_PROVIDED MATERIAL_
=======

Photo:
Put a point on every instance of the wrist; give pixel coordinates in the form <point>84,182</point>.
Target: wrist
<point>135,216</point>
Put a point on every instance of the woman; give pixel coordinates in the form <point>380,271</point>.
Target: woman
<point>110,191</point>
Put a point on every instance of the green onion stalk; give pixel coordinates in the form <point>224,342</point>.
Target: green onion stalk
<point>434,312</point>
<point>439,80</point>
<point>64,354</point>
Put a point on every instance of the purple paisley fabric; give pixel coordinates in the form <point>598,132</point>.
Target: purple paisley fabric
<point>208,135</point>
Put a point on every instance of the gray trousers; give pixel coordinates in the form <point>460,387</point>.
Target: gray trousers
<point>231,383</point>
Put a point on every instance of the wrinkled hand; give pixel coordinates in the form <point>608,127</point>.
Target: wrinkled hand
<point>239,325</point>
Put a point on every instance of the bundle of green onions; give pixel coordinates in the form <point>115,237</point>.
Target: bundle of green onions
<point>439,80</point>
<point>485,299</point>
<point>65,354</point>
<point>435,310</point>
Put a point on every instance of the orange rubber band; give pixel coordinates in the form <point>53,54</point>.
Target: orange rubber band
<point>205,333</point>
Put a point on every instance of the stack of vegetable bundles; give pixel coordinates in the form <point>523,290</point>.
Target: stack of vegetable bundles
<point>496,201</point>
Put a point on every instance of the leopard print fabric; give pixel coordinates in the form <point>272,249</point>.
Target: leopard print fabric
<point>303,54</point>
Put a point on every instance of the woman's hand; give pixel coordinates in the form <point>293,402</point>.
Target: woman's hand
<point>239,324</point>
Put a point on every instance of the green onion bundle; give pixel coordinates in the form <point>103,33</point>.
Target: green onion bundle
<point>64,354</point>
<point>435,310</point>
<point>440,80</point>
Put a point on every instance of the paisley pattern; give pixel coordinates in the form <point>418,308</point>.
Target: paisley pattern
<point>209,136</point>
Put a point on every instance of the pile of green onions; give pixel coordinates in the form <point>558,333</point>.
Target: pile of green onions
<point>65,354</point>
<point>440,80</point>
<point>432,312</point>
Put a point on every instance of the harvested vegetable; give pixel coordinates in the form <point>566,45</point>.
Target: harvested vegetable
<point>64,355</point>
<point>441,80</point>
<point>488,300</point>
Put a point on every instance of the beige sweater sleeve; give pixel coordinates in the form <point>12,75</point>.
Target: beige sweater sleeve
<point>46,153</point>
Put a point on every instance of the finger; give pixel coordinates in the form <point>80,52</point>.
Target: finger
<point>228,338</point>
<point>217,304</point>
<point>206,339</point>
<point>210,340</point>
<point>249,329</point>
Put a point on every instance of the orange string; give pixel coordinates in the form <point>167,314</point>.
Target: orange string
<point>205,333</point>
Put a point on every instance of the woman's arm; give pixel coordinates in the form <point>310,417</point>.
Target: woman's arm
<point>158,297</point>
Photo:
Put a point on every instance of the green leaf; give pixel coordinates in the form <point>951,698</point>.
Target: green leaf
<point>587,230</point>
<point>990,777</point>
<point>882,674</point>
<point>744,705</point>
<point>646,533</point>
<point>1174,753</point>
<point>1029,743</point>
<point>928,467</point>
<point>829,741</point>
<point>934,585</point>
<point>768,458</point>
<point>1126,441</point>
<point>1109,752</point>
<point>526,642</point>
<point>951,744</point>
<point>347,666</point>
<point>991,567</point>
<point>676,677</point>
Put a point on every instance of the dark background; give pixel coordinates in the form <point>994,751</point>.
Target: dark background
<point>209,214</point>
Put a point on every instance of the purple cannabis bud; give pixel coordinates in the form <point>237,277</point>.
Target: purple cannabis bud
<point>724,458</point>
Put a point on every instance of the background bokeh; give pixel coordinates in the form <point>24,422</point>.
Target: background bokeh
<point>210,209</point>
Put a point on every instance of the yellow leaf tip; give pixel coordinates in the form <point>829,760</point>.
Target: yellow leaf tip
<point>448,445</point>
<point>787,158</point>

=======

_TASK PROMPT_
A precise copy of all the records is needed.

_WRITTEN ANSWER_
Photo:
Put a point on every instance of the wrist; give pixel coordinates in the form <point>84,182</point>.
Target: wrist
<point>135,216</point>
Put a point on every instance of the woman; give pixel coordinates in the form <point>380,271</point>.
Target: woman
<point>110,191</point>
Put a point on every instance of the green onion stalk; give pixel coordinates in the form <point>224,342</point>.
Target: green onion stalk
<point>434,312</point>
<point>439,80</point>
<point>64,354</point>
Put a point on every instance of the purple paisley fabric; give pixel coordinates in the form <point>598,132</point>.
Target: purple paisley fabric
<point>208,135</point>
Put a point on every instance of the gray trousers; give pixel coordinates in the form <point>460,387</point>.
Target: gray trousers
<point>231,383</point>
Put a point on every instance of the wrinkled hand; give pixel coordinates in the form <point>608,127</point>.
Target: wrinkled hand
<point>239,325</point>
Put a point on every instance of the bundle of green onions; give pixel coordinates in the form <point>115,237</point>.
Target: bundle of green onions
<point>439,80</point>
<point>485,299</point>
<point>65,354</point>
<point>435,310</point>
Put a point on every instance of the orange rubber band; give pixel coordinates in the form <point>53,54</point>.
Target: orange rubber band
<point>205,333</point>
Put a point on every instance of the stack of vegetable bundles; give pixel coordinates in the form <point>523,290</point>.
Target: stack of vegetable bundles
<point>496,201</point>
Put a point on every instance of the leopard print fabric; give pixel coordinates in the form <point>272,249</point>.
Target: leopard print fabric
<point>303,54</point>
Put a point on every instance of the woman's hand; give pixel coordinates in the form <point>293,402</point>.
Target: woman's hand
<point>239,324</point>
Put a point on every instance of the green onion bundle; give pixel coordinates in the form <point>103,33</point>.
Target: green onion bundle
<point>64,354</point>
<point>435,310</point>
<point>440,80</point>
Put a point on every instance of the paisley pattern; give pixel coordinates in the form <point>418,308</point>.
Target: paisley pattern
<point>209,136</point>
Put a point on every instance of the pile of green onions; give pixel coordinates in the form <point>558,333</point>.
Target: pile of green onions
<point>65,354</point>
<point>440,80</point>
<point>432,312</point>
Put a point on every instance of the harvested vegetable; give pixel coordinates in the form <point>566,45</point>.
Target: harvested vegetable
<point>64,355</point>
<point>441,80</point>
<point>488,300</point>
Put a point on every instance of the beige sweater sleeve; give pixel coordinates in the form <point>12,75</point>.
Target: beige sweater sleeve
<point>46,153</point>
Put a point on every instance of the finger; give pixel coordinates in the form <point>80,52</point>.
Target: finger
<point>228,338</point>
<point>217,304</point>
<point>206,339</point>
<point>210,340</point>
<point>249,329</point>
Put a point on every instance of the orange string; give pixel coordinates in the form <point>167,314</point>.
Target: orange string
<point>205,333</point>
Put a point on every instance of the woman's arm; give pixel coordinates in the form <point>310,417</point>.
Target: woman's arm
<point>158,297</point>
Photo:
Put a point on every instance of the green leaf; give pixel coordinates in the form <point>951,698</point>.
Target: green leaf
<point>587,230</point>
<point>990,777</point>
<point>882,674</point>
<point>744,705</point>
<point>646,533</point>
<point>1174,753</point>
<point>1029,743</point>
<point>928,467</point>
<point>829,741</point>
<point>934,585</point>
<point>768,458</point>
<point>1126,441</point>
<point>1109,752</point>
<point>526,642</point>
<point>951,744</point>
<point>347,666</point>
<point>991,567</point>
<point>676,677</point>
Put a point on every instance of the dark background; give pixel coordinates in the form <point>994,751</point>.
Target: dark background
<point>209,214</point>
Put a point on every instance of the purple cannabis bud; give pixel coordinates in the form <point>237,277</point>.
Target: purple cannabis bud
<point>724,458</point>
Put a point on every instance of the background bokeh; give pixel coordinates in the form <point>24,422</point>.
Target: background bokeh
<point>210,209</point>
Put a point on every instance of the yellow leaf tip; give pixel coordinates in the form <point>829,760</point>.
Target: yellow leaf tip
<point>448,445</point>
<point>787,158</point>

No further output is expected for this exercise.